▶ Page extract
*** Begin section ***

The UN Special Rapporteur on torture, Nils Melzer, today appealed to British authorities to immediately release Julian
Assange from prison or to place him under guarded house arrest during US extradition proceedings.
He made the urgent call 10 years after Mr. Assange’s first arrest on 7 December 2010, amid an outbreak of COVID-19 at
Belmarsh prison. Reports say 65 of approximately 160 inmates, including a number in the wing where Mr. Assange is being
held, have tested positive.
In an opinion rendered in December 2015
, the UN Working Group on Arbitrary Detention found that since his arrest on 7 December 2010, Mr. Assange had been
subjected to various forms of arbitrary deprivation of liberty, including 10 days of detention in London’s Wandsworth
prison; 550 days of house arrest, and the continuation of the deprivation of liberty in the Ecuadorian Embassy in London
which lasted almost seven years. Since 11 April 2019, Mr. Assange has been held in near total isolation at Belmarsh.
“The British authorities initially detained Mr. Assange on the basis of an arrest warrant issued by Sweden in connection
with allegations of sexual misconduct that have since been formally dropped due to lack of evidence. Today, he is
detained for exclusively preventative purposes, to ensure his presence during the ongoing US extradition trial, a
proceeding which may well last several years,” said Melzer.

*** End section ***

▶ Listed entries

*** Begin section ***

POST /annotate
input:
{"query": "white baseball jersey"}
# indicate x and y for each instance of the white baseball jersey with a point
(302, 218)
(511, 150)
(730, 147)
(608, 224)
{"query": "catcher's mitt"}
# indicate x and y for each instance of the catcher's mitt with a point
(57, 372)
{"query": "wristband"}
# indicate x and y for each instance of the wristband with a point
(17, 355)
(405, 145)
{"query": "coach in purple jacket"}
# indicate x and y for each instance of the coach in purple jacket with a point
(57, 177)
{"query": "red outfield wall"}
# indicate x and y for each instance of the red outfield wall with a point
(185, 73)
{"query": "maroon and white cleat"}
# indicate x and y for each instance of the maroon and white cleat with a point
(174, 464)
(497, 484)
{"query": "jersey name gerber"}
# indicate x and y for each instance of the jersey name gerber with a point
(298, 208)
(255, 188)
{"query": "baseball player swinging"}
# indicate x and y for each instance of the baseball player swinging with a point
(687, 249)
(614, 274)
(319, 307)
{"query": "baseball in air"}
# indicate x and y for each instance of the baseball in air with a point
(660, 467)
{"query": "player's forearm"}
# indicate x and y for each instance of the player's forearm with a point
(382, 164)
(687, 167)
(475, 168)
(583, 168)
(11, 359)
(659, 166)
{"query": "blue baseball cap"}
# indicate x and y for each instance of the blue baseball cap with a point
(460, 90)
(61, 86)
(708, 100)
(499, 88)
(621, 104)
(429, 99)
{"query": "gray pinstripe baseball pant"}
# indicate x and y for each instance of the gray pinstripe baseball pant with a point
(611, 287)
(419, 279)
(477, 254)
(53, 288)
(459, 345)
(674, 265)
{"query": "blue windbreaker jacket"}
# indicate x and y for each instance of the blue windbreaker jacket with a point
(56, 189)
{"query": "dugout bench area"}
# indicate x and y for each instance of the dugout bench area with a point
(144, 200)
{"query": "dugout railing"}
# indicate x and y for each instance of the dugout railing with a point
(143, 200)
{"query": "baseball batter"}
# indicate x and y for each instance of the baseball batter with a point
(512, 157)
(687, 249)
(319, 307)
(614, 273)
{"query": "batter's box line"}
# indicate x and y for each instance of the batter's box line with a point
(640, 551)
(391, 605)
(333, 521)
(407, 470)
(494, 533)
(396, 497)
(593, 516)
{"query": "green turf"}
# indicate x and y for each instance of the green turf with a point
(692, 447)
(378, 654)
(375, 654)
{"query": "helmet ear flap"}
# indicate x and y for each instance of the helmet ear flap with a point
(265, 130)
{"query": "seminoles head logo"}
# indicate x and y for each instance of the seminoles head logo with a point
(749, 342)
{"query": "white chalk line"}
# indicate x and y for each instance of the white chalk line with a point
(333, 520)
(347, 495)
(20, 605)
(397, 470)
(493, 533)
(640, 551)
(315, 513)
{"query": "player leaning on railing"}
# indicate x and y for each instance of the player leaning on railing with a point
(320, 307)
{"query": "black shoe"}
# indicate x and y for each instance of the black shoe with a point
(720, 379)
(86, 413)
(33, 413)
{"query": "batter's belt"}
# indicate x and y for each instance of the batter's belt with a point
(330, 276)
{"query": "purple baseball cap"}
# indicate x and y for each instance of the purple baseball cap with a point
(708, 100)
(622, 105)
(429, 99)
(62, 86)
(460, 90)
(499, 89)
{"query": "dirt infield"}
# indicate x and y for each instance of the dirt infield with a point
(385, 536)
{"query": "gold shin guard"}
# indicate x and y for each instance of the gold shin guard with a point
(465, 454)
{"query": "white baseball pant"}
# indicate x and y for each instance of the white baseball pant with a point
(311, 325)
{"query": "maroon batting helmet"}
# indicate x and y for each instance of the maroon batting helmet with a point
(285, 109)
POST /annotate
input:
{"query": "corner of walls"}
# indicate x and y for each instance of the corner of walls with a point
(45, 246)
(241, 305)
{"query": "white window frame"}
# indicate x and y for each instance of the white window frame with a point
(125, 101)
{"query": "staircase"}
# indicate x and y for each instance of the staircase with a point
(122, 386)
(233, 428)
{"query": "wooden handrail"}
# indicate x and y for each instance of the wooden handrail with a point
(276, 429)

*** End section ***

Carry on the report on the UN torture rapporteur's appeal for Julian Assange's release, starting right after its last sentence.

▶ Exercise result
“Mr. Assange is not a criminal convict and poses no threat to anyone, so his prolonged solitary confinement in a high
security prison is neither necessary nor proportionate and clearly lacks any legal basis.”
The progressively severe suffering inflicted on Mr. Assange, as a result of his prolonged solitary confinement, amounts
not only to arbitrary detention, but also to torture and other cruel, inhuman or degrading treatment or punishment,
He expressed particular concern about Mr. Assange’s exposure to COVID-19 given his pre-existing medical condition.
“Prison decongestion measures seen around the world in response to COVID-19 should be extended to all inmates whose
imprisonment is not absolutely necessary,” the expert said. “First and foremost, alternative non-custodial measures
should be extended to those with specific vulnerabilities such as Mr. Assange who suffers from a pre-existing
respiratory health condition.”
Due to the significant risks associated with Mr. Assange’s continued imprisonment, in conjunction with the broader
concerns that have been repeatedly expressed concerning his treatment and conditions of detention, the expert reiterated
previous appeals for Mr. Assange to be immediately released or placed under guarded house arrest.
“Mr. Assange’s rights have been severely violated for more than a decade. He must now be allowed to live a normal
family, social and professional life, to recover his health and to adequately prepare his defence against the US
extradition request pending against him,” he said.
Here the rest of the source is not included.